[CONSIGNE 1]
D'après la note sur la production de logements sociaux, quel article de la loi du 13 décembre 2000 (SRU) met en place l'obligation de production de logements sociaux dans les communes urbaines ?

[BLOC DE TEXTE]
● ● ●
Production de logements sociaux / Obligations des communes
N° 2020-08 / À jour au 17 janvier 2020
Loi n° 2000-1208 relative à la Solidarité et renouvellement urbains (SRU) du 13.12.00 : art.55 / Loi n° 2013-61 relative à la mobilisation du foncier public en faveur du logement et au renforcement des obligations de production de logement social du 18.1.13 / Loi n° 2017-86 relative à l’égalité et à la citoyenneté du 27.1.17/ Loi n° 2018-1021 portant Évolution du logement, de l'aménagement et du numérique (ELAN) du 23.11.18 / Décret n° 2014-870 du 1.8.14 / Décret n° 2017-835 du 5.5.17 / Décret n° 2019-1478 du 26. 12.19 / Décret n° 2019-1577 du 30.12.19
Cette analyse présente le dispositif mis en place par l’article 55 de la loi du 13 décembre 2000 relative à la Solidarité et au renouvellement urbains (SRU), concernant l’obligation de production de logements sociaux dans les communes urbaines. Elle précise les collectivités concernées par cette obligation, celles qui en sont exemptées, ainsi que les catégories de logements retenues pour le décompte des logements sociaux. Les décrets des 26 et 30 décembre 2019, portant respectivement sur la prise en compte des terrains familiaux et sur la liste des communes SRU exemptées de l’obligation, sont intégrés à cette note qui décrit également les principales conséquences du déficit de production de logements sociaux.
Obligation d'atteindre une proportion minimale de logements sociaux
(CCH : L.302-5)
● ● ●
[CONSIGNE 2]
Reformule en tableau Markdown les lignes des enregistrements, de celle qui contient « Q: Tag one point on each instance of the bracelet » jusqu'à la fin des enregistrements, avec une colonne « Numéro » pour le rang de chaque ligne et une colonne « Ligne » pour son contenu. Les lignes vides sont omises.

[DONNÉES SOURCES]
● ● ●
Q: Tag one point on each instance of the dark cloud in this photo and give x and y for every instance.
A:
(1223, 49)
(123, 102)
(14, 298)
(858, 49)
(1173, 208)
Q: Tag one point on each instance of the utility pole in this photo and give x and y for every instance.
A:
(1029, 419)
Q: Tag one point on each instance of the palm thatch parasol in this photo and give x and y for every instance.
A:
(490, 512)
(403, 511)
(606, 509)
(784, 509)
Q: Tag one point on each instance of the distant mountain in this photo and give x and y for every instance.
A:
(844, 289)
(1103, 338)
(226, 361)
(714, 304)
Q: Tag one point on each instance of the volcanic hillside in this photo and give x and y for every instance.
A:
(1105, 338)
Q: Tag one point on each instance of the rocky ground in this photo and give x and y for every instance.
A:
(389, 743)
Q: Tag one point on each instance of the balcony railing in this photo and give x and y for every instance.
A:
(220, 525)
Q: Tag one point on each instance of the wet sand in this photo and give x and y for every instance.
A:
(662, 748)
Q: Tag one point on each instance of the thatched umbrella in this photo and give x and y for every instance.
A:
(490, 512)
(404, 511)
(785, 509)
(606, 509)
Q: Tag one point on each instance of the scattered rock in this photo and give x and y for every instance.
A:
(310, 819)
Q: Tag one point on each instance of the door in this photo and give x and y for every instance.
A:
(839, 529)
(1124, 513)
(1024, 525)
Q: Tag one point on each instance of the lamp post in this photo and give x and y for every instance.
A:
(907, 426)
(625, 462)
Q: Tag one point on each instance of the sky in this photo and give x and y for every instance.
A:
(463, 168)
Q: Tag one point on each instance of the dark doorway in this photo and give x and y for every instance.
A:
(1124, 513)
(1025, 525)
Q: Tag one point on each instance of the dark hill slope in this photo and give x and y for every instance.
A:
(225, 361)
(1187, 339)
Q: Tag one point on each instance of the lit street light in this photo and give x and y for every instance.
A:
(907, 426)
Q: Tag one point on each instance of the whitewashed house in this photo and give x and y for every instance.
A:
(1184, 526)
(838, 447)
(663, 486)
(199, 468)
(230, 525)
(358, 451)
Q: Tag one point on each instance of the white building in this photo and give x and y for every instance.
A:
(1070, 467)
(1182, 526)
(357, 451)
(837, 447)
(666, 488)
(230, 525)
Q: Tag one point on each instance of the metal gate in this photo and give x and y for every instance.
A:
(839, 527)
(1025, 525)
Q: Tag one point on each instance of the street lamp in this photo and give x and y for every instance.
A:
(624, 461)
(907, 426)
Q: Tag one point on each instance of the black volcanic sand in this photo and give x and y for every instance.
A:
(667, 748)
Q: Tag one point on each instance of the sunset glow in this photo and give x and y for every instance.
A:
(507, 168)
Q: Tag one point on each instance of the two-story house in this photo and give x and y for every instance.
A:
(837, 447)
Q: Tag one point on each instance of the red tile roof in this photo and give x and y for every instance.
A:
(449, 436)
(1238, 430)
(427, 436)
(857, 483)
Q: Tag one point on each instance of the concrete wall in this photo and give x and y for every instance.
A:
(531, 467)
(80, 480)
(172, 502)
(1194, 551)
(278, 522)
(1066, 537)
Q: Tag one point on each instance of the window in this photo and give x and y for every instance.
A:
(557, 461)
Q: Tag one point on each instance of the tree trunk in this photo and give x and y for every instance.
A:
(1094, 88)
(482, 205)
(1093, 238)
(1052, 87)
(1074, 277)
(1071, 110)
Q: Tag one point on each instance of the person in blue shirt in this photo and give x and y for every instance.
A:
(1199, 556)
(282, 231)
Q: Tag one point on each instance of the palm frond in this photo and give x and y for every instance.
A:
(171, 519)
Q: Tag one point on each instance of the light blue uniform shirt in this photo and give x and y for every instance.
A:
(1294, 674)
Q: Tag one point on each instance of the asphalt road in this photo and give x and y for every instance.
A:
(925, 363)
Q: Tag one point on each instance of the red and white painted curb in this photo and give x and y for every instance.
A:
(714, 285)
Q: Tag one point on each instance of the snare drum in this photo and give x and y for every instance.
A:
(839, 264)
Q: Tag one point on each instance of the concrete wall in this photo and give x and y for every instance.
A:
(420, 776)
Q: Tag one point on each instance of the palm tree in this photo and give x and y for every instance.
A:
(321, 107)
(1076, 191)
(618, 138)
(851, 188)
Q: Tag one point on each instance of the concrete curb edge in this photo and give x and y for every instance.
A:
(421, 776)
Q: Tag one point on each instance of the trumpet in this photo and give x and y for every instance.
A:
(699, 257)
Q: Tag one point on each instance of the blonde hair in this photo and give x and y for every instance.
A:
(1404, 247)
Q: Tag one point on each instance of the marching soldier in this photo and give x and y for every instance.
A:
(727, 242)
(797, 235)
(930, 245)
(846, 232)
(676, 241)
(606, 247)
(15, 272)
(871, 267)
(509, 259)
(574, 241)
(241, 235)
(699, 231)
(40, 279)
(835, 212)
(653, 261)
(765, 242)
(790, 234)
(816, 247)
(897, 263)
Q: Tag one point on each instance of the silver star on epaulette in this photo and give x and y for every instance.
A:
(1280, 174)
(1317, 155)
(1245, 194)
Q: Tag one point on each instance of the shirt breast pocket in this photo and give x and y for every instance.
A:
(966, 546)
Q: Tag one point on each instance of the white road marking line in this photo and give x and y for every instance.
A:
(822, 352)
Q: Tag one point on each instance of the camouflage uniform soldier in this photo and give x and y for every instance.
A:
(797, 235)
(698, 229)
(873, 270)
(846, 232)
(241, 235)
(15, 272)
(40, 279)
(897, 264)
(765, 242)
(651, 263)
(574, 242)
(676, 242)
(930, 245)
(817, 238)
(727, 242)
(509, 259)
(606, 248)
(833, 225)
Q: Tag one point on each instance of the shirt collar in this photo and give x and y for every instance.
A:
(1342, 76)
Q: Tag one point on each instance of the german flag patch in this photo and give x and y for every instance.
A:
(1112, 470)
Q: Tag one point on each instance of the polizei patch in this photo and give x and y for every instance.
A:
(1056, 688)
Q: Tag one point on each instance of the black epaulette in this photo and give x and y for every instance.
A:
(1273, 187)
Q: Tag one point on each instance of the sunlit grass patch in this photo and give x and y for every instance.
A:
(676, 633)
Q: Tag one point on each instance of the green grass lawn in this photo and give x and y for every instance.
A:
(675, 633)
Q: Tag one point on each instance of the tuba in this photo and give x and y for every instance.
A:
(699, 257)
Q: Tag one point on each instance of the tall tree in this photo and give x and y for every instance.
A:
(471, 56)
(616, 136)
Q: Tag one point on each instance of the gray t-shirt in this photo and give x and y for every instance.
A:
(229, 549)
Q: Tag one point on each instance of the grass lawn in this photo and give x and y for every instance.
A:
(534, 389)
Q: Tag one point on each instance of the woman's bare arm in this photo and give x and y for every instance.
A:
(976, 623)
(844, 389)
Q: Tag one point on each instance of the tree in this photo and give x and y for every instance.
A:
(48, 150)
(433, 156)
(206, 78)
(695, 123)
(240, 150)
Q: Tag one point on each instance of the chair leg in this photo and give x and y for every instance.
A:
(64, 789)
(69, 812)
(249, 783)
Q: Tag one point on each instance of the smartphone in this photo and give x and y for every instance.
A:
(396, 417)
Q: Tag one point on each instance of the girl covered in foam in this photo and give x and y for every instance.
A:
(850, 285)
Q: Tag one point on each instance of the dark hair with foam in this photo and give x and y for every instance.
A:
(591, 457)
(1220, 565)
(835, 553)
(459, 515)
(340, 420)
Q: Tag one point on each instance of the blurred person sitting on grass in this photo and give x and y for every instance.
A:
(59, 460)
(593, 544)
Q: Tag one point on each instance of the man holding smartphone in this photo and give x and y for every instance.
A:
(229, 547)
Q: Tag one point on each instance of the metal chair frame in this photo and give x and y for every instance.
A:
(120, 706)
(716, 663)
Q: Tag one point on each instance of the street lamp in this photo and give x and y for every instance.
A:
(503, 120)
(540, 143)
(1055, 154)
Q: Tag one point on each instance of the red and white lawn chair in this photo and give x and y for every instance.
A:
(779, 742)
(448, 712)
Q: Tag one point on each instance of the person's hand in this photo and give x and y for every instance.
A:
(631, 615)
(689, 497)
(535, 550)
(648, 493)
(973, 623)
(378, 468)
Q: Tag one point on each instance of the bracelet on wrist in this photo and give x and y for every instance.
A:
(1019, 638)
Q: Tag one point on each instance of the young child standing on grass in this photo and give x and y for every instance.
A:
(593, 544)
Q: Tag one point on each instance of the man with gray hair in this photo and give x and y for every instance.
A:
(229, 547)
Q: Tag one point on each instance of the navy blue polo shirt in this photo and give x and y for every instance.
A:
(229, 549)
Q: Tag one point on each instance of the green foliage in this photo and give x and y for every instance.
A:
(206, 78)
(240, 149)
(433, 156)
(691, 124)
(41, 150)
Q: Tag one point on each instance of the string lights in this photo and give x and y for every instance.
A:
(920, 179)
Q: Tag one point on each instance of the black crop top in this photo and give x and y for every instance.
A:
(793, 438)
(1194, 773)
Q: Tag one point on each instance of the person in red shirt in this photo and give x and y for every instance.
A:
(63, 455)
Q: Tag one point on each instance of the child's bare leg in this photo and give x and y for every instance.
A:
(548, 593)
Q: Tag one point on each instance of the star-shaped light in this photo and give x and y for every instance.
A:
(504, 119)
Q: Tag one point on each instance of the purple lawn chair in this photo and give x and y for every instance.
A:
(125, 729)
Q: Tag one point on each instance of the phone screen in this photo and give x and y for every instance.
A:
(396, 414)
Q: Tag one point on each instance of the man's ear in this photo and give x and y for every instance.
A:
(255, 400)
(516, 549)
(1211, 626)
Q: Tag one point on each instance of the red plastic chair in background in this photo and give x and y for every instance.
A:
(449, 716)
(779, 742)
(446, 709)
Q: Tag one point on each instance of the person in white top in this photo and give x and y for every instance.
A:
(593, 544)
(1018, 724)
● ● ●
[SOLUTION ATTENDUE 1]
L'article 55.

[SOLUTION ATTENDUE 2]
| Numéro | Ligne |
|---|---|
| 1 | Q: Tag one point on each instance of the bracelet on wrist in this photo and give x and y for every instance. |
| 2 | A: |
| 3 | (1019, 638) |
| 4 | Q: Tag one point on each instance of the young child standing on grass in this photo and give x and y for every instance. |
| 5 | A: |
| 6 | (593, 544) |
| 7 | Q: Tag one point on each instance of the man with gray hair in this photo and give x and y for every instance. |
| 8 | A: |
| 9 | (229, 547) |
| 10 | Q: Tag one point on each instance of the navy blue polo shirt in this photo and give x and y for every instance. |
| 11 | A: |
| 12 | (229, 549) |
| 13 | Q: Tag one point on each instance of the green foliage in this photo and give x and y for every instance. |
| 14 | A: |
| 15 | (206, 78) |
| 16 | (240, 149) |
| 17 | (433, 156) |
| 18 | (691, 124) |
| 19 | (41, 150) |
| 20 | Q: Tag one point on each instance of the string lights in this photo and give x and y for every instance. |
| 21 | A: |
| 22 | (920, 179) |
| 23 | Q: Tag one point on each instance of the black crop top in this photo and give x and y for every instance. |
| 24 | A: |
| 25 | (793, 438) |
| 26 | (1194, 773) |
| 27 | Q: Tag one point on each instance of the person in red shirt in this photo and give x and y for every instance. |
| 28 | A: |
| 29 | (63, 455) |
| 30 | Q: Tag one point on each instance of the child's bare leg in this photo and give x and y for every instance. |
| 31 | A: |
| 32 | (548, 593) |
| 33 | Q: Tag one point on each instance of the star-shaped light in this photo and give x and y for every instance. |
| 34 | A: |
| 35 | (504, 119) |
| 36 | Q: Tag one point on each instance of the purple lawn chair in this photo and give x and y for every instance. |
| 37 | A: |
| 38 | (125, 729) |
| 39 | Q: Tag one point on each instance of the phone screen in this photo and give x and y for every instance. |
| 40 | A: |
| 41 | (396, 414) |
| 42 | Q: Tag one point on each instance of the man's ear in this photo and give x and y for every instance. |
| 43 | A: |
| 44 | (255, 400) |
| 45 | (516, 549) |
| 46 | (1211, 626) |
| 47 | Q: Tag one point on each instance of the red plastic chair in background in this photo and give x and y for every instance. |
| 48 | A: |
| 49 | (449, 716) |
| 50 | (779, 742) |
| 51 | (446, 709) |
| 52 | Q: Tag one point on each instance of the person in white top in this photo and give x and y for every instance. |
| 53 | A: |
| 54 | (593, 544) |
| 55 | (1018, 724) |